━━━━━ Task inputs ━━━━━
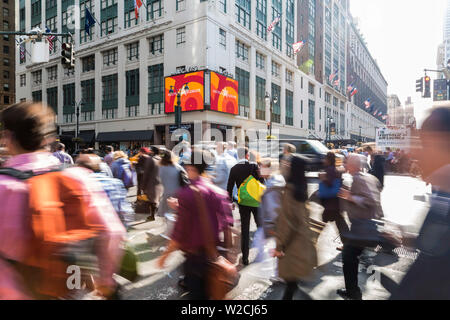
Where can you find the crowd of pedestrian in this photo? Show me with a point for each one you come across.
(54, 203)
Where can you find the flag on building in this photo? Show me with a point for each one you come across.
(350, 87)
(337, 81)
(89, 21)
(273, 24)
(50, 39)
(333, 75)
(137, 5)
(298, 46)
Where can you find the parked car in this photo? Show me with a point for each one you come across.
(312, 151)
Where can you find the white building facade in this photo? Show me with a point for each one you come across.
(118, 80)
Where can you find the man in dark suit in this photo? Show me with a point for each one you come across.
(238, 174)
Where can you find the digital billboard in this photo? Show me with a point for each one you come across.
(224, 94)
(192, 99)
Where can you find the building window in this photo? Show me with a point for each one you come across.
(23, 80)
(133, 51)
(260, 98)
(241, 51)
(156, 89)
(181, 36)
(110, 57)
(223, 38)
(37, 77)
(260, 61)
(52, 73)
(84, 36)
(156, 45)
(109, 26)
(88, 63)
(289, 76)
(243, 78)
(132, 111)
(261, 19)
(289, 108)
(243, 12)
(154, 9)
(275, 69)
(180, 5)
(311, 88)
(223, 5)
(276, 108)
(311, 115)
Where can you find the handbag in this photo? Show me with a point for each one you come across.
(222, 276)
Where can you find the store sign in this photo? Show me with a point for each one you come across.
(224, 94)
(393, 138)
(192, 99)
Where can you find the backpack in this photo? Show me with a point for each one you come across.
(250, 192)
(61, 233)
(127, 175)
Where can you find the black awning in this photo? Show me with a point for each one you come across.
(122, 136)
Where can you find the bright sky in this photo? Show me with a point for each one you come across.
(403, 36)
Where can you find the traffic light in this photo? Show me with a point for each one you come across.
(427, 93)
(419, 85)
(67, 56)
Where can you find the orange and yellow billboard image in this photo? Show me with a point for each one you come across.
(191, 99)
(224, 94)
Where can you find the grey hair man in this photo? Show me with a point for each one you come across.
(363, 205)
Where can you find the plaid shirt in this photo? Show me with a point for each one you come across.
(115, 191)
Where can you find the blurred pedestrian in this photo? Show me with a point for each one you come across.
(151, 183)
(121, 169)
(295, 248)
(363, 205)
(172, 177)
(114, 188)
(240, 173)
(330, 184)
(223, 164)
(40, 222)
(197, 228)
(231, 150)
(109, 158)
(61, 155)
(428, 278)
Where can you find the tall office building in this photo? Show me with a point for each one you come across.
(8, 48)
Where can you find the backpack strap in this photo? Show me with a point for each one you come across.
(25, 175)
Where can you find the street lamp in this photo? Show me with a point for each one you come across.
(178, 106)
(77, 113)
(329, 121)
(271, 102)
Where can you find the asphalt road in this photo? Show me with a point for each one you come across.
(404, 201)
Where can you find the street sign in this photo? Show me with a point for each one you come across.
(440, 90)
(393, 138)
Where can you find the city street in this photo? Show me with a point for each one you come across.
(404, 201)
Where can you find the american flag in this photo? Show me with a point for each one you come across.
(22, 51)
(273, 24)
(298, 46)
(50, 39)
(336, 82)
(333, 75)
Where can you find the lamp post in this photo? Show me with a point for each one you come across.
━━━━━
== Work task ==
Give the data again exactly, without pictures.

== Final answer ==
Where can you find the crowd of pedestrian in this photo? Show me with a point for each one you come across.
(54, 203)
Where can you find the flag on building in this photo? Show me with a point for each one you come across.
(350, 87)
(337, 81)
(89, 21)
(273, 24)
(50, 39)
(333, 75)
(137, 5)
(298, 46)
Where can you find the parked car in this photo? Show me with a point for each one you come across.
(312, 151)
Where can you find the white building facade in this photo? Show me with a point for each one you come across.
(118, 80)
Where can you find the man in dark suit in this photo? Show me with a point for each one you come across.
(238, 174)
Where can you find the digital billboard in this photo? Show me with a point for each one you come across.
(224, 94)
(192, 99)
Where can you find the building window in this photo? Show me with a point for each one you come across.
(23, 80)
(133, 51)
(260, 98)
(241, 51)
(156, 89)
(181, 36)
(110, 57)
(223, 38)
(37, 77)
(260, 61)
(52, 73)
(84, 36)
(156, 45)
(109, 26)
(88, 63)
(289, 76)
(243, 78)
(132, 111)
(261, 19)
(289, 108)
(243, 12)
(154, 9)
(275, 69)
(180, 5)
(311, 88)
(223, 5)
(276, 108)
(311, 115)
Where can you find the handbag in this photo? Show me with a point for each one you come across.
(222, 276)
Where can you find the store sign in this photo? Show me with a point for each one you come across.
(224, 94)
(393, 138)
(192, 99)
Where can you find the backpack in this photo? Show me with a point for each one you come across.
(250, 192)
(61, 233)
(127, 175)
Where can you find the black awning in this photo? Show me with a point for each one you come across.
(122, 136)
Where can you find the bright sky in this photo? Show me with a point for each one you come across.
(403, 36)
Where can you find the traffic light in this photo? Show me with a point for each one you come across.
(427, 93)
(419, 85)
(67, 56)
Where can you find the orange and yellow billboard image in this photo? Show me with a point for each one you come across.
(191, 99)
(224, 94)
Where can you find the grey hair man in this photo? Show me with a point for each one you come across.
(363, 205)
Where can you find the plaid shirt in this photo? Show me with a point for each one you come across.
(115, 191)
Where can you find the blurred pedestrian in this photo? Show me with a point for each one you come across.
(151, 183)
(121, 169)
(295, 248)
(363, 205)
(172, 177)
(114, 188)
(240, 173)
(330, 184)
(223, 164)
(40, 222)
(197, 228)
(231, 150)
(109, 158)
(61, 155)
(428, 278)
Where can you find the tall office building in this photo? Show me with a point for each one you come across.
(8, 48)
Where can you find the backpack strap in this photo? Show me with a point for each one you come across.
(25, 175)
Where can you find the street lamp in this photo? Show me with a point for each one you come across.
(178, 106)
(77, 113)
(329, 121)
(271, 102)
Where can you find the asphalt road in this photo? Show me with a point for each one you come across.
(404, 201)
Where can you find the street sign in this photo? Show me with a point for each one you come across.
(440, 90)
(393, 138)
Where can you find the city street in this photo? Show me with a point for each one you come across.
(404, 201)
Where can you find the american flag in this photo? Show me with a point for each one you come across.
(22, 51)
(273, 24)
(298, 46)
(50, 39)
(336, 82)
(333, 75)
Where can you find the lamp post in this photo? Show me with a point for each one you come across.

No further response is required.